BEGIN Data records
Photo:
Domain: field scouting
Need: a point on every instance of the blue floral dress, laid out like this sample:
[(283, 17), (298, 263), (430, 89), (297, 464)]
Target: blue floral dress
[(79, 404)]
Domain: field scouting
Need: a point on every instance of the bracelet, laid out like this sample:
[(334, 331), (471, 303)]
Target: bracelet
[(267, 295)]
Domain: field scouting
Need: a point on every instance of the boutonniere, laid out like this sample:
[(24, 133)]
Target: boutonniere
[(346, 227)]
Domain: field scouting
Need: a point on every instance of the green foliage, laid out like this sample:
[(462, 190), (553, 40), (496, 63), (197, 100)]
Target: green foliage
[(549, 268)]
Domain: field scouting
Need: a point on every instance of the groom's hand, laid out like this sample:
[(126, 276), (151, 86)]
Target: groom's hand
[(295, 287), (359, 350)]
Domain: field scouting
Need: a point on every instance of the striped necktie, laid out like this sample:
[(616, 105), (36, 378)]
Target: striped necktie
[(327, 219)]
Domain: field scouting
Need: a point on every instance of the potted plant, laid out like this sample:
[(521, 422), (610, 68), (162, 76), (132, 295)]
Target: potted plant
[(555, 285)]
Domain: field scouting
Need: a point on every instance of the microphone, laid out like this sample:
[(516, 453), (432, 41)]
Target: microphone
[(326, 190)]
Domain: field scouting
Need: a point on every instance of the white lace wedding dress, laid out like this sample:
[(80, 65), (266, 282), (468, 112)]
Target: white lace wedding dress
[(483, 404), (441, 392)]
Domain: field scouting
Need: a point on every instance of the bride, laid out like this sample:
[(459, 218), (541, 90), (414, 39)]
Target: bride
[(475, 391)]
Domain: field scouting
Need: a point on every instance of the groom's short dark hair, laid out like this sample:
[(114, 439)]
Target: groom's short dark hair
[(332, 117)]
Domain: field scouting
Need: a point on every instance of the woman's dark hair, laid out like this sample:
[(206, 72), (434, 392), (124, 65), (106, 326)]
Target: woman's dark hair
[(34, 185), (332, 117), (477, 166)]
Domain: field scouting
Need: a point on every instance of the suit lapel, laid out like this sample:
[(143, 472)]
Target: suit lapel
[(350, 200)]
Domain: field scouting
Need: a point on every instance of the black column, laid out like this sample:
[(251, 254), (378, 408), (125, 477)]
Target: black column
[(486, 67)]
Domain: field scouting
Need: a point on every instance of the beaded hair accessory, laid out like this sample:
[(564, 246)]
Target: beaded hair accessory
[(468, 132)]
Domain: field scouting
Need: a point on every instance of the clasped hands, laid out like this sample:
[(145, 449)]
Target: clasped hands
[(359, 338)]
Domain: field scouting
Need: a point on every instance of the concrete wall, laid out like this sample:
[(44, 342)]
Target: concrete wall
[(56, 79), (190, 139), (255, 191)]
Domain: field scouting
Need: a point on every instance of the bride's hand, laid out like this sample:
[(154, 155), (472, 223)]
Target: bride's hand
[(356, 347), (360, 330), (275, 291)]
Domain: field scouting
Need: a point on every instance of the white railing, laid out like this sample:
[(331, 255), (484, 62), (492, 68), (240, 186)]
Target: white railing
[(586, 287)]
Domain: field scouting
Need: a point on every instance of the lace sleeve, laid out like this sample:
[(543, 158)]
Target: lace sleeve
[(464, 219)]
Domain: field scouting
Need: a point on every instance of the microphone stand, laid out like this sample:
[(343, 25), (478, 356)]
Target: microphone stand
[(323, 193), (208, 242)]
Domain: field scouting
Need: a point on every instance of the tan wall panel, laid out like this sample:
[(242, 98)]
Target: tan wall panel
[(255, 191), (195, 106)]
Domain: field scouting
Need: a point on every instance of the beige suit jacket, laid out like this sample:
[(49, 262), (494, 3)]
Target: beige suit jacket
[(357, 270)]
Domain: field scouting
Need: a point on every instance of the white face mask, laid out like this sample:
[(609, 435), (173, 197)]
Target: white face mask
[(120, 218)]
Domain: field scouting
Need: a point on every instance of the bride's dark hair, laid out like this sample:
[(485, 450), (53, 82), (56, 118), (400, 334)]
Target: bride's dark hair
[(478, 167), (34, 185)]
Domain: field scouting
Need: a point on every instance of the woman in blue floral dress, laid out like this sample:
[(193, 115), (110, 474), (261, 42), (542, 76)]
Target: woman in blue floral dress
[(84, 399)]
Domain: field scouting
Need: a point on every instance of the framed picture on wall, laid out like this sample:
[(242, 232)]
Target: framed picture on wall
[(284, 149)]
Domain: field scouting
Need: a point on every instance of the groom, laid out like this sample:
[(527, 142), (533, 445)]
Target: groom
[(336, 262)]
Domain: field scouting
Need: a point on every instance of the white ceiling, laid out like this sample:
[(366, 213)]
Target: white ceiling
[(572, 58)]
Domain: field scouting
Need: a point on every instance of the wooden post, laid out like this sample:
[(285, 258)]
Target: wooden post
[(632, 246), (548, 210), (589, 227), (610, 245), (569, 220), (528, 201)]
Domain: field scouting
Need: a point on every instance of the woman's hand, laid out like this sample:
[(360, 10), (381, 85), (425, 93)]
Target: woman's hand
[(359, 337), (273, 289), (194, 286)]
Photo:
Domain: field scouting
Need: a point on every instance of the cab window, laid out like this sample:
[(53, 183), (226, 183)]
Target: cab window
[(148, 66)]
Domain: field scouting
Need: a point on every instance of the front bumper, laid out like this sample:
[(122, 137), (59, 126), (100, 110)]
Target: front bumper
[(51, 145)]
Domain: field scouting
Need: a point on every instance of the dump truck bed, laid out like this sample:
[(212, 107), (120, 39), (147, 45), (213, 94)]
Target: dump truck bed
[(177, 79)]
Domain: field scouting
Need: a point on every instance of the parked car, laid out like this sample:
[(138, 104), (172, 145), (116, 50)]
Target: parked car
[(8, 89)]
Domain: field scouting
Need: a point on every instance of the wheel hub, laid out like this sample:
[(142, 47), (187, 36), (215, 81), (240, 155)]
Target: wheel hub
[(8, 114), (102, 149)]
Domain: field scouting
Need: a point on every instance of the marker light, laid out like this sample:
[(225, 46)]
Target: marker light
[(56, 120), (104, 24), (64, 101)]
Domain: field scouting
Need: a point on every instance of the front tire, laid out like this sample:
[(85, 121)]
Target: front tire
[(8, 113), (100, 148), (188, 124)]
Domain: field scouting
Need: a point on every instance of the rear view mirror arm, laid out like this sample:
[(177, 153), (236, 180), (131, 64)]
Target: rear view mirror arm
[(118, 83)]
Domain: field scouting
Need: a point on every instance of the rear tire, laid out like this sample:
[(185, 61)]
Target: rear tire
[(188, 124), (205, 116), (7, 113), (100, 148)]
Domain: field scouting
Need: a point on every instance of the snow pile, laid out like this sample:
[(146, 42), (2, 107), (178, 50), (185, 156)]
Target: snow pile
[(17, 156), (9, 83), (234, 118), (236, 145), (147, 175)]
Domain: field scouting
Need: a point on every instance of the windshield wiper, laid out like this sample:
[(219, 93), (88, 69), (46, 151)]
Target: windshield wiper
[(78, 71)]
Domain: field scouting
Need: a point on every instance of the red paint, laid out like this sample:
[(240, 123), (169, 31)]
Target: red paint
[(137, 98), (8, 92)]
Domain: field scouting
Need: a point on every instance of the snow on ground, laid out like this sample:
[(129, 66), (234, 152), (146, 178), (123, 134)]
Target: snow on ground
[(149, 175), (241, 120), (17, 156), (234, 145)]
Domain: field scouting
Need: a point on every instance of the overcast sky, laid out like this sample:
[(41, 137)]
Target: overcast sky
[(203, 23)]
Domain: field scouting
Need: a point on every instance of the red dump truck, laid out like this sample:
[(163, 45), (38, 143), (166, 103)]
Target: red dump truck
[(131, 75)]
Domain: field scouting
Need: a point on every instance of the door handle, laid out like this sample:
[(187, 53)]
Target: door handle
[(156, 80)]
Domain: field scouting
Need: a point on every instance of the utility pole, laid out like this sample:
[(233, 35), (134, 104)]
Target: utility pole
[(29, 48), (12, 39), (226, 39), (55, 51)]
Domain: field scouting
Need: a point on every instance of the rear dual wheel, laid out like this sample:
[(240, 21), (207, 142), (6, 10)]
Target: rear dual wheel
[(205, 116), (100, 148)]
END Data records
Goal of the exercise: Reproduce the rows above exactly, from the first line through the line that contains "[(555, 285)]", including both of those lines.

Solution:
Photo:
Domain: field scouting
Need: a point on every instance of the blue floral dress, laid out like this sample:
[(283, 17), (298, 263), (430, 89), (297, 464)]
Target: blue floral dress
[(79, 404)]
Domain: field scouting
Need: a point on every instance of the bracelet, laid out like this sample:
[(334, 331), (471, 303)]
Target: bracelet
[(267, 295)]
Domain: field scouting
Need: a point on every instance of the boutonniere, laid out like this sample:
[(24, 133)]
Target: boutonniere
[(346, 227)]
Domain: field scouting
Need: a point on every instance of the green foliage, laid out like this sample:
[(462, 190), (553, 40), (496, 63), (197, 100)]
Target: green foliage
[(549, 268)]
Domain: field scouting
Need: a point on every instance of the groom's hand, laid out like this sample:
[(126, 276), (151, 86)]
Target: groom's hand
[(295, 287), (359, 350)]
Domain: field scouting
Need: a point on every instance of the striped necktie, laid out like this sample:
[(616, 105), (36, 378)]
Target: striped necktie
[(327, 219)]
Domain: field scouting
Need: a point on every instance of the potted plant, laid out like this sample:
[(521, 422), (610, 68), (162, 76), (132, 295)]
Target: potted plant
[(555, 285)]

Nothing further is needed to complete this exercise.